• [Data for analysis]
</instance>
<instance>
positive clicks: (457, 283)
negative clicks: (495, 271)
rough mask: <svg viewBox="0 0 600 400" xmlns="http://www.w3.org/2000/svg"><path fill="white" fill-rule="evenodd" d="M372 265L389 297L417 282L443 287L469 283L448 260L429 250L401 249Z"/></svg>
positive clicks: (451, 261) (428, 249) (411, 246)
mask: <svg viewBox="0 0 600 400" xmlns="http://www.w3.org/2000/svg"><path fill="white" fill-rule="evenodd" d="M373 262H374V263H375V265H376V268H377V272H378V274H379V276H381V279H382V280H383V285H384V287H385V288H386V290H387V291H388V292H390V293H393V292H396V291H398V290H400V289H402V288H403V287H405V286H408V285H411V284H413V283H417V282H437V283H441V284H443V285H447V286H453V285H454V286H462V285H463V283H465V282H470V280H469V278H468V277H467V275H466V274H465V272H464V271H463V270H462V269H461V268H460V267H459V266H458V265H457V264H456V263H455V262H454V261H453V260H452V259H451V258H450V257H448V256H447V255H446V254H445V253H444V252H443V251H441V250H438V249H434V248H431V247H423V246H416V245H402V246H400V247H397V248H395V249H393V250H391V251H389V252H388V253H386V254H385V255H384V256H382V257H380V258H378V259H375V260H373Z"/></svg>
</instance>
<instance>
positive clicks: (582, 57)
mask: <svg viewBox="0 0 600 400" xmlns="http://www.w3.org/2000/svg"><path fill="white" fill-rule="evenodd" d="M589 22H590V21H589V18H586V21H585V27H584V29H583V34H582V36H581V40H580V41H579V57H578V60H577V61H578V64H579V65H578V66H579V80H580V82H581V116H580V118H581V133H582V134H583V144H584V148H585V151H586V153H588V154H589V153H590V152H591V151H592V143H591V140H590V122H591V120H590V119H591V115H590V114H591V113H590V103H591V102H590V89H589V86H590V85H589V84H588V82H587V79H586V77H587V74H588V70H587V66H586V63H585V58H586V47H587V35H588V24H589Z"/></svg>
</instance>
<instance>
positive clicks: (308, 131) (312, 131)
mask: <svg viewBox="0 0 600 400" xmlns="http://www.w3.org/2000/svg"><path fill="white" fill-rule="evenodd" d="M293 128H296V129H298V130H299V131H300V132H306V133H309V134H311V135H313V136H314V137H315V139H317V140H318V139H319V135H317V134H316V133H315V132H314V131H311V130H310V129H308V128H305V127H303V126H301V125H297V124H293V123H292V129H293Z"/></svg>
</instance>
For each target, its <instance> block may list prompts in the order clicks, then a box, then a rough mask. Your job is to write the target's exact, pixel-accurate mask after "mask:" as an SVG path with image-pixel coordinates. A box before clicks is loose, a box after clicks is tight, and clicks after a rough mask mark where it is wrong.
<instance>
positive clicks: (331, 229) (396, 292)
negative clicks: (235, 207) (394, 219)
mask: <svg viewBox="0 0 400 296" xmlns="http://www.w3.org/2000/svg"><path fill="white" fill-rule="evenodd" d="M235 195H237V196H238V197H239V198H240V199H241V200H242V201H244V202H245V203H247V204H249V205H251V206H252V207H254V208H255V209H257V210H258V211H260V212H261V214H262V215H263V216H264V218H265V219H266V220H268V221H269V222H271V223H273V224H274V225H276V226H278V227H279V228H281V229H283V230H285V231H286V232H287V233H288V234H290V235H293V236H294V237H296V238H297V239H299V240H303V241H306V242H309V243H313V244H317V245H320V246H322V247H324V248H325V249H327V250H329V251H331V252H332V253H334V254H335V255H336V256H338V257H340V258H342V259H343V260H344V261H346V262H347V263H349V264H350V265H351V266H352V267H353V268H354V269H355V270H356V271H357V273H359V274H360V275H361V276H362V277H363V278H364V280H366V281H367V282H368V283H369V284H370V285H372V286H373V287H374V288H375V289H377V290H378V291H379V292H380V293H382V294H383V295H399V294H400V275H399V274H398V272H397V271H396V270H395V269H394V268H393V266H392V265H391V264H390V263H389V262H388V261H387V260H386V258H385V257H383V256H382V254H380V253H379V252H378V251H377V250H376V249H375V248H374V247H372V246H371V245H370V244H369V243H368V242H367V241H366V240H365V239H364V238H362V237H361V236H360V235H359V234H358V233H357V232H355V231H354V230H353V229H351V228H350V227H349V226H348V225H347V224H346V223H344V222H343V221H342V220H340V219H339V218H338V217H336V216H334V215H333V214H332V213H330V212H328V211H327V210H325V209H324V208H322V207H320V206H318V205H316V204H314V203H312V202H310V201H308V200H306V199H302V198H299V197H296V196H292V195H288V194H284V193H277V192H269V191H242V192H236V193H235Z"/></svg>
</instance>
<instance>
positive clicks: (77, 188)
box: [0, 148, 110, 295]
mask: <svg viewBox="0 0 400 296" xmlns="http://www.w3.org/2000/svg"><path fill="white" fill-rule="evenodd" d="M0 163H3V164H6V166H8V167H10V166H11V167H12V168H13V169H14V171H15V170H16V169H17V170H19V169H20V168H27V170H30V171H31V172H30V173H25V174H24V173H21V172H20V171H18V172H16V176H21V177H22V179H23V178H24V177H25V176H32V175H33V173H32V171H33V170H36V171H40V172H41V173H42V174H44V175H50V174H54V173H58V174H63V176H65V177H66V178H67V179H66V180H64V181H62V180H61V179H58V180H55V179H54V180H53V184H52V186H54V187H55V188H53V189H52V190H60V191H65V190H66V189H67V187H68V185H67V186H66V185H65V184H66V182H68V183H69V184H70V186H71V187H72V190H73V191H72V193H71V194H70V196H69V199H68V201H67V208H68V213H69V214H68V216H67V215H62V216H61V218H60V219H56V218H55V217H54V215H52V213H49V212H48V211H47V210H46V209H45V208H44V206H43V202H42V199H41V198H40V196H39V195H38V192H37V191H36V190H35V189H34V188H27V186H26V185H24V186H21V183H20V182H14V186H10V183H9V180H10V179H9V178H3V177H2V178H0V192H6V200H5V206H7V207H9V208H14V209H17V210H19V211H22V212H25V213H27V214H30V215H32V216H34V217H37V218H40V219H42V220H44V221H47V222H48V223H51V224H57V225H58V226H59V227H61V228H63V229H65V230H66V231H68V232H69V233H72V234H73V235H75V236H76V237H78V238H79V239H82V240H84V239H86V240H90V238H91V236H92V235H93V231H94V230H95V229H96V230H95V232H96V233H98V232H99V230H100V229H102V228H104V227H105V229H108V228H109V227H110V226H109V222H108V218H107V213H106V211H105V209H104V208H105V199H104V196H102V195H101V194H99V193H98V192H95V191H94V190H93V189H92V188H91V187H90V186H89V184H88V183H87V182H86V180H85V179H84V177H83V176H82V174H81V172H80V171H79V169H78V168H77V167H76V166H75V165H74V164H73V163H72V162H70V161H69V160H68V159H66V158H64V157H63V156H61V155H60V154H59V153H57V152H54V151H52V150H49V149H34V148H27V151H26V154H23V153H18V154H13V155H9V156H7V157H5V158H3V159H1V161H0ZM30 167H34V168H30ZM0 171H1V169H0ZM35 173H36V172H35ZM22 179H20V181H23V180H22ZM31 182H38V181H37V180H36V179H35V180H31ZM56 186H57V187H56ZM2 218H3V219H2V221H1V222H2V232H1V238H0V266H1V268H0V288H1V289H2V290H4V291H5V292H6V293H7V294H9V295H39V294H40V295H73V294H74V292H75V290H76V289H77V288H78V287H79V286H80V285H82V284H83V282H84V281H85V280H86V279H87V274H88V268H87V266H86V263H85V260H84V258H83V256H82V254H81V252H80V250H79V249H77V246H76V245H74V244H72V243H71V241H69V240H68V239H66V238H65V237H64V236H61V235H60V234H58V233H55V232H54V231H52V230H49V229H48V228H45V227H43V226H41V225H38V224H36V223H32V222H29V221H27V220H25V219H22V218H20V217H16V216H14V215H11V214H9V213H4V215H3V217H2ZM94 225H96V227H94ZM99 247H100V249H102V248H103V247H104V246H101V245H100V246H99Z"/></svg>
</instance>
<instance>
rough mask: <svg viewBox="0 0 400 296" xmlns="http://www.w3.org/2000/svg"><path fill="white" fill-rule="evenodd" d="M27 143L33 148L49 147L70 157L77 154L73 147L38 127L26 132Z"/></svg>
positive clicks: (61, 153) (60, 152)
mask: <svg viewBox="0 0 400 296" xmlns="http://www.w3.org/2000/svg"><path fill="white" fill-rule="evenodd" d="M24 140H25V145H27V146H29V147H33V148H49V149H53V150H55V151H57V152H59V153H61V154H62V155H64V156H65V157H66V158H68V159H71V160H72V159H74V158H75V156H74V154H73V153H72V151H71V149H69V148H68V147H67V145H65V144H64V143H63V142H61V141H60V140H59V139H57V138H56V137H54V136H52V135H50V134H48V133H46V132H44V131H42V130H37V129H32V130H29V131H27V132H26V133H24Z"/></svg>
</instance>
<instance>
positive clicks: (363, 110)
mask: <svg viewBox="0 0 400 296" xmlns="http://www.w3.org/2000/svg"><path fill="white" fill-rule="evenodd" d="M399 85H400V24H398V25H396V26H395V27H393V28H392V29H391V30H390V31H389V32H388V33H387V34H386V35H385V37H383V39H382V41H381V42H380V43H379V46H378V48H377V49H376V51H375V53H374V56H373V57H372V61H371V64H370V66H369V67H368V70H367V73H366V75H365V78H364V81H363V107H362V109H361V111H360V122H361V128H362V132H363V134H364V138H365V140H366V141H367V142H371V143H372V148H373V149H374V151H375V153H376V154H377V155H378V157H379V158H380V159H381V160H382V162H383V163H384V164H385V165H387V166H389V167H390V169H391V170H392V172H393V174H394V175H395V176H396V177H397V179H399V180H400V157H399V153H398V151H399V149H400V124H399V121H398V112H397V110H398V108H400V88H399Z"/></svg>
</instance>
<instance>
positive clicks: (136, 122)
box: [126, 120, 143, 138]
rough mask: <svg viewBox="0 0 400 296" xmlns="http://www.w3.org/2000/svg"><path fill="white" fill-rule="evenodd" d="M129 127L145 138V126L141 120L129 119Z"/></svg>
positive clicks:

• [Work required] I'd like an exact copy of the lines above, from the very first one through the line that contains "265L389 297L417 282L443", with nothing else added.

• [Answer space]
</instance>
<instance>
positive clicks: (457, 283)
negative clicks: (495, 271)
rough mask: <svg viewBox="0 0 600 400" xmlns="http://www.w3.org/2000/svg"><path fill="white" fill-rule="evenodd" d="M372 265L389 297L417 282L443 287L469 283L448 260L429 250L401 249Z"/></svg>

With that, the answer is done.